** Material for the task follows **

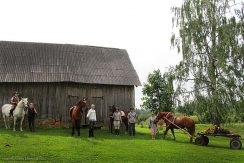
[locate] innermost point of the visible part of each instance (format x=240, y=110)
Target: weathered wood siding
x=53, y=100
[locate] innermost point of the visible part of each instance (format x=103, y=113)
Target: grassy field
x=53, y=145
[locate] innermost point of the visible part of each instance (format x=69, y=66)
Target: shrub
x=195, y=119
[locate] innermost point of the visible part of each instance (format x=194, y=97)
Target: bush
x=195, y=119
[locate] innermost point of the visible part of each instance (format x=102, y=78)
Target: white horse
x=19, y=112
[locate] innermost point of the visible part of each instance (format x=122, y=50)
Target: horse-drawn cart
x=235, y=142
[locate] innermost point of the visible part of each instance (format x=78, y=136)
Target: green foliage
x=211, y=42
x=143, y=115
x=56, y=145
x=158, y=92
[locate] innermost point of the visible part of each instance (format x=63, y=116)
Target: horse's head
x=24, y=101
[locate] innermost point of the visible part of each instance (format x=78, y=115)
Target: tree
x=158, y=92
x=210, y=39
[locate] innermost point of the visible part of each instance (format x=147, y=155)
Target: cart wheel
x=235, y=143
x=206, y=140
x=202, y=140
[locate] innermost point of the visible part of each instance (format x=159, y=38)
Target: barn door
x=98, y=101
x=70, y=102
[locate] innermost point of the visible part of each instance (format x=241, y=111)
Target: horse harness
x=169, y=114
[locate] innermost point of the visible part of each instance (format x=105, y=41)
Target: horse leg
x=14, y=123
x=173, y=133
x=165, y=132
x=78, y=128
x=21, y=123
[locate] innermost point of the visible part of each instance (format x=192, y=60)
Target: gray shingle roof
x=44, y=62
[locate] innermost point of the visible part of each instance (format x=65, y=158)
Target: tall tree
x=158, y=92
x=210, y=39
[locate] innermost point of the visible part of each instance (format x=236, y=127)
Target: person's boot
x=11, y=113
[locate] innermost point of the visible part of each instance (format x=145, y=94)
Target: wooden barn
x=55, y=76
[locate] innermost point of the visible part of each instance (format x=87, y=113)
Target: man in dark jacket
x=31, y=116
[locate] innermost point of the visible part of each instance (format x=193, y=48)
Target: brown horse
x=123, y=118
x=183, y=122
x=76, y=114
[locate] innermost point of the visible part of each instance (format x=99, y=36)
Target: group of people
x=91, y=115
x=31, y=111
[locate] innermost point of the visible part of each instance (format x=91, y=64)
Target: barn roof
x=44, y=62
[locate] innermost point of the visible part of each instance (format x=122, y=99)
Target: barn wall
x=53, y=100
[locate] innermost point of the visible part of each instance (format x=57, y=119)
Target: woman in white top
x=91, y=115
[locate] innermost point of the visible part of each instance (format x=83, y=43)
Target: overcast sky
x=142, y=27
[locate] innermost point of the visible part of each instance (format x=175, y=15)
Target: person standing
x=14, y=101
x=132, y=121
x=31, y=116
x=91, y=115
x=117, y=121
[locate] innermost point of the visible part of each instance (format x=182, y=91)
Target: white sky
x=142, y=27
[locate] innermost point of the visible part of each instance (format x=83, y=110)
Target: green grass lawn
x=53, y=145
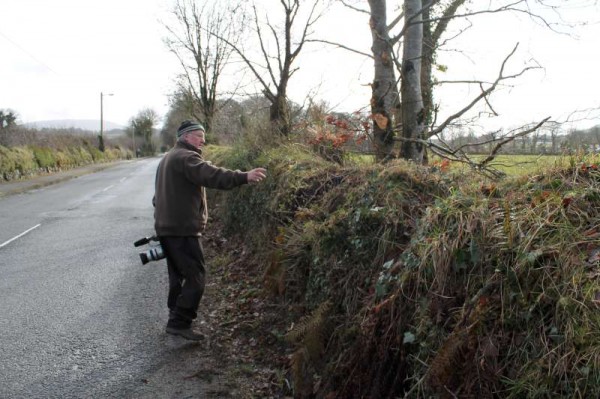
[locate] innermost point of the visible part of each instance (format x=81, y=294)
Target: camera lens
x=144, y=258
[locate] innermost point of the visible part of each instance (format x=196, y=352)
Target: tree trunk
x=413, y=113
x=279, y=113
x=385, y=97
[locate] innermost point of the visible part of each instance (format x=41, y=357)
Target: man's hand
x=256, y=175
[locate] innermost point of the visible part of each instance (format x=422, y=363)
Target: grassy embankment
x=416, y=282
x=27, y=160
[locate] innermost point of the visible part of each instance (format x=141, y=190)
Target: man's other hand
x=256, y=175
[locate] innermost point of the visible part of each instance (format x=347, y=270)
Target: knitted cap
x=188, y=126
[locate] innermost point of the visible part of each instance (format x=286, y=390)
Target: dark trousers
x=185, y=262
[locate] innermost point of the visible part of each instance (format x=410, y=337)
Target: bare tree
x=198, y=42
x=278, y=51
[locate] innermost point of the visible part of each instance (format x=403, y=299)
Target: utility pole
x=101, y=137
x=133, y=140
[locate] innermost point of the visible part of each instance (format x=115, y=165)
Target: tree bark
x=413, y=113
x=385, y=98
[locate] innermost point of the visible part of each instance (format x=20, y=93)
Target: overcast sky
x=56, y=57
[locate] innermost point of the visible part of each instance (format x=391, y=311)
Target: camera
x=155, y=252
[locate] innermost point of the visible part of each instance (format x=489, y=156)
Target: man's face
x=195, y=138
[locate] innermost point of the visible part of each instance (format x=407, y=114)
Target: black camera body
x=155, y=252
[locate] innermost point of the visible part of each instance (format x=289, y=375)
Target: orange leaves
x=443, y=165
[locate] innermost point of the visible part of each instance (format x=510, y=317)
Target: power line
x=29, y=54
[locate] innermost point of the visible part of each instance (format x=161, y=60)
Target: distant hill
x=92, y=125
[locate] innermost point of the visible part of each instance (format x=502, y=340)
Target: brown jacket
x=180, y=197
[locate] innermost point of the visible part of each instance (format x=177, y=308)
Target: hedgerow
x=418, y=282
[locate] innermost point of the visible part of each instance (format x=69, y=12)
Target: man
x=180, y=216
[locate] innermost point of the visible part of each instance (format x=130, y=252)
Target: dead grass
x=436, y=284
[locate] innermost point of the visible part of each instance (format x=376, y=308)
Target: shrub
x=45, y=157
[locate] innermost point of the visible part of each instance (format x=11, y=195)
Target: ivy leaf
x=409, y=338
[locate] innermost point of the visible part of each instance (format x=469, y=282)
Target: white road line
x=20, y=235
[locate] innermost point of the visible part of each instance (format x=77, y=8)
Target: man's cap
x=188, y=126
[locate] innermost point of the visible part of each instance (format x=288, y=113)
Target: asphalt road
x=79, y=315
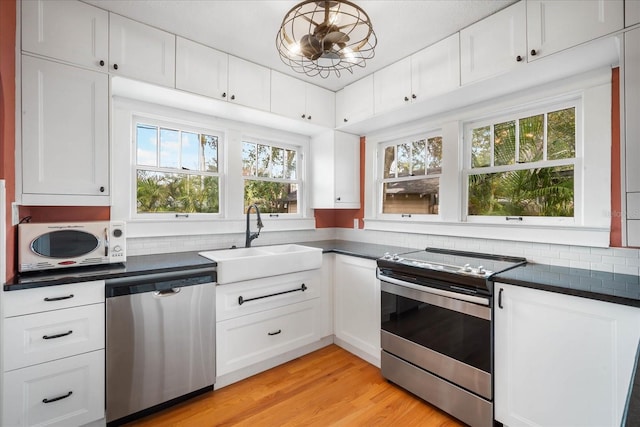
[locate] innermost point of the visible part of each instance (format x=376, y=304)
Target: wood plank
x=329, y=387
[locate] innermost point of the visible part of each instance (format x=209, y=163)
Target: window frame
x=516, y=115
x=181, y=126
x=299, y=181
x=381, y=180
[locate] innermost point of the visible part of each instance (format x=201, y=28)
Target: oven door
x=448, y=337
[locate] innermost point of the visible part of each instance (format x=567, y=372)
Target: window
x=523, y=166
x=177, y=170
x=411, y=173
x=271, y=177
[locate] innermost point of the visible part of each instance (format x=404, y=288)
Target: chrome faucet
x=250, y=236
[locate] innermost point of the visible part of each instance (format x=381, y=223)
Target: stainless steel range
x=436, y=332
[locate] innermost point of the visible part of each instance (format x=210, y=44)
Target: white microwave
x=53, y=245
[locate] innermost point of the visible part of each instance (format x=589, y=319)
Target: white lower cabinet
x=246, y=340
x=65, y=392
x=357, y=307
x=561, y=360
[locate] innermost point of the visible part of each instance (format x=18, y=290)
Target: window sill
x=194, y=227
x=563, y=235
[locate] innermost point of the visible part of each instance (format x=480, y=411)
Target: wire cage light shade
x=324, y=37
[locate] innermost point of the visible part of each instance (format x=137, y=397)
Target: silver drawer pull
x=51, y=337
x=242, y=300
x=58, y=298
x=167, y=292
x=55, y=399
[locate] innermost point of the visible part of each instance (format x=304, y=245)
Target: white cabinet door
x=631, y=12
x=335, y=171
x=65, y=133
x=141, y=52
x=495, y=45
x=249, y=84
x=288, y=96
x=561, y=360
x=201, y=69
x=392, y=86
x=355, y=101
x=436, y=69
x=554, y=25
x=246, y=340
x=68, y=30
x=62, y=393
x=320, y=106
x=357, y=306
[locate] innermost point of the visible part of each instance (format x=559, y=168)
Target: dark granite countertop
x=600, y=285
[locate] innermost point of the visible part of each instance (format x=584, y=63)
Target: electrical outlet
x=15, y=214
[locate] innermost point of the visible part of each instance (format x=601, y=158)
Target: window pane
x=169, y=148
x=277, y=162
x=147, y=145
x=263, y=160
x=530, y=192
x=481, y=147
x=390, y=162
x=190, y=151
x=290, y=172
x=209, y=145
x=404, y=160
x=531, y=139
x=417, y=196
x=180, y=193
x=504, y=143
x=249, y=159
x=435, y=155
x=271, y=197
x=418, y=157
x=561, y=134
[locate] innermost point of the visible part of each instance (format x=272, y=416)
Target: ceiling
x=247, y=28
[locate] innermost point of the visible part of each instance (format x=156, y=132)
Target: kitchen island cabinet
x=357, y=307
x=561, y=359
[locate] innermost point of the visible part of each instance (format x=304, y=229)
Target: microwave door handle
x=106, y=242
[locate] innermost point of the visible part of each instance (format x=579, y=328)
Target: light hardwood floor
x=329, y=387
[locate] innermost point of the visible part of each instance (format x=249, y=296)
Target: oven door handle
x=467, y=304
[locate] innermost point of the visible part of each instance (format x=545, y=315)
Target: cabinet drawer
x=42, y=337
x=246, y=340
x=265, y=294
x=62, y=393
x=49, y=298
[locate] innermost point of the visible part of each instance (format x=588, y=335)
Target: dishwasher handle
x=166, y=292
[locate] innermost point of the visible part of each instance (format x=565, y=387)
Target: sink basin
x=237, y=265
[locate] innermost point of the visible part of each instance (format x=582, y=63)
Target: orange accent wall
x=615, y=239
x=343, y=218
x=7, y=119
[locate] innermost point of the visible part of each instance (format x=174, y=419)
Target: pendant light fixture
x=324, y=37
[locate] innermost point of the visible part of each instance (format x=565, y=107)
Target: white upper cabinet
x=65, y=134
x=631, y=12
x=249, y=84
x=555, y=25
x=67, y=30
x=355, y=101
x=495, y=45
x=297, y=99
x=436, y=69
x=335, y=171
x=427, y=73
x=201, y=69
x=141, y=52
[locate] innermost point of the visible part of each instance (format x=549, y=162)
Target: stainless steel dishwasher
x=160, y=333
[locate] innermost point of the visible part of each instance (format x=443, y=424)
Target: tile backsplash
x=616, y=260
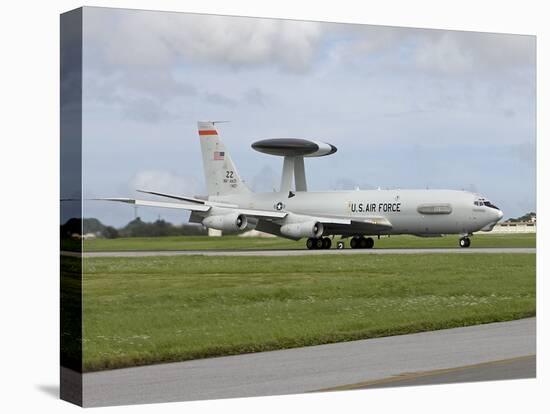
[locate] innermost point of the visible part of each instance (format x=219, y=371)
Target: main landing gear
x=318, y=243
x=360, y=242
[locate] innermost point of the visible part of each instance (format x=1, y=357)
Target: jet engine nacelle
x=231, y=222
x=304, y=229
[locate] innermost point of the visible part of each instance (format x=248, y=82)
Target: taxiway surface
x=343, y=365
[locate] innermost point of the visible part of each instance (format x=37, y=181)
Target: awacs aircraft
x=297, y=213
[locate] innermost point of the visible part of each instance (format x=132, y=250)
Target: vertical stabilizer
x=220, y=173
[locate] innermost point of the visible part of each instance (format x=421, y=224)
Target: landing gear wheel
x=319, y=243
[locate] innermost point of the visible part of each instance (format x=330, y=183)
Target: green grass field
x=157, y=309
x=235, y=242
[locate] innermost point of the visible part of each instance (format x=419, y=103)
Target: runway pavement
x=345, y=365
x=301, y=252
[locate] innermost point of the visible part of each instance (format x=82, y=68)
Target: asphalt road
x=345, y=365
x=302, y=252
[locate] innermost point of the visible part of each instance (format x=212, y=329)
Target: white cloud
x=164, y=182
x=450, y=52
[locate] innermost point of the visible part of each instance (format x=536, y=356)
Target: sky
x=406, y=108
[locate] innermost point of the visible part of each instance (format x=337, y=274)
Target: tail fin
x=221, y=175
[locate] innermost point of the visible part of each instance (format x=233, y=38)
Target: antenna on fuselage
x=293, y=150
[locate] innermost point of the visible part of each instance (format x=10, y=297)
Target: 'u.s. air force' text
x=375, y=208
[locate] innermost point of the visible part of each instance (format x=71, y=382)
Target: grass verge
x=141, y=311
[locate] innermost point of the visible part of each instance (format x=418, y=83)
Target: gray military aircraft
x=297, y=213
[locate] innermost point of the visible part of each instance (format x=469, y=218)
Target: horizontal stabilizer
x=148, y=203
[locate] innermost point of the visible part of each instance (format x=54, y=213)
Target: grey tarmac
x=344, y=365
x=303, y=252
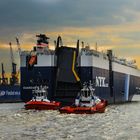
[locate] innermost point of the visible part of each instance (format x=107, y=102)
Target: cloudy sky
x=111, y=23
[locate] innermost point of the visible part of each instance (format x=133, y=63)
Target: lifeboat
x=42, y=105
x=99, y=108
x=86, y=103
x=40, y=101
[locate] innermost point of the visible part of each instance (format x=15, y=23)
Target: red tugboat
x=40, y=101
x=86, y=102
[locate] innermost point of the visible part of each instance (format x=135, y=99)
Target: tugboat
x=86, y=102
x=40, y=100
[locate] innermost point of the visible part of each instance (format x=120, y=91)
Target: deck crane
x=14, y=78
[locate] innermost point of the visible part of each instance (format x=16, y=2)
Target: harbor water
x=119, y=122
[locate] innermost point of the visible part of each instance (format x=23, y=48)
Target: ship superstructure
x=65, y=69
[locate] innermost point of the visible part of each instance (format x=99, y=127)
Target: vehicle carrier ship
x=65, y=69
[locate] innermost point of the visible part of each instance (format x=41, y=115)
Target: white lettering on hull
x=100, y=82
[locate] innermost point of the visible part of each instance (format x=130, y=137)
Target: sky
x=113, y=24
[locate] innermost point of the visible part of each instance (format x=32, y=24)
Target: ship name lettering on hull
x=100, y=82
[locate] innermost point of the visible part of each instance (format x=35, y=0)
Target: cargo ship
x=65, y=69
x=10, y=87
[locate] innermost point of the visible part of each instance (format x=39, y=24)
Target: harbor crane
x=18, y=45
x=14, y=77
x=3, y=79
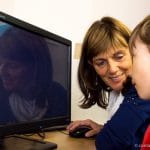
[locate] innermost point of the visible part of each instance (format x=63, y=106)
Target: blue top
x=126, y=129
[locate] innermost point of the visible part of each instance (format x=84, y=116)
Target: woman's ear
x=90, y=62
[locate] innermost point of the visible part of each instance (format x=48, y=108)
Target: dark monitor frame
x=50, y=123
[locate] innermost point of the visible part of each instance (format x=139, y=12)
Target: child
x=140, y=48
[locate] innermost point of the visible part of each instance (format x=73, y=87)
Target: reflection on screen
x=33, y=76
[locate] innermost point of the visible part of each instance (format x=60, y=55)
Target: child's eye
x=119, y=56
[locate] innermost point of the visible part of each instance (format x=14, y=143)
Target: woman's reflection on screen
x=27, y=90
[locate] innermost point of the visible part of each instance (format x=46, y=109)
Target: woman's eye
x=119, y=56
x=100, y=63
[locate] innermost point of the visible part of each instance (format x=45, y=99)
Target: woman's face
x=113, y=67
x=13, y=74
x=141, y=69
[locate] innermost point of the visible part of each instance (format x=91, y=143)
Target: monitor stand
x=20, y=143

** End of Material for the task **

In the listing above, locate the line containing "(format x=248, y=82)" and the line containing "(format x=132, y=250)". Extract those two lines and every line between them, exactly as written, and only those.

[locate] innermost point of the visible part of each instance (format x=248, y=82)
Target: taxiway surface
x=343, y=365
[locate] innermost point of the visible part of each instance (format x=37, y=181)
Target: awacs aircraft
x=297, y=213
[locate] innermost point of the visible part of each instance (format x=132, y=250)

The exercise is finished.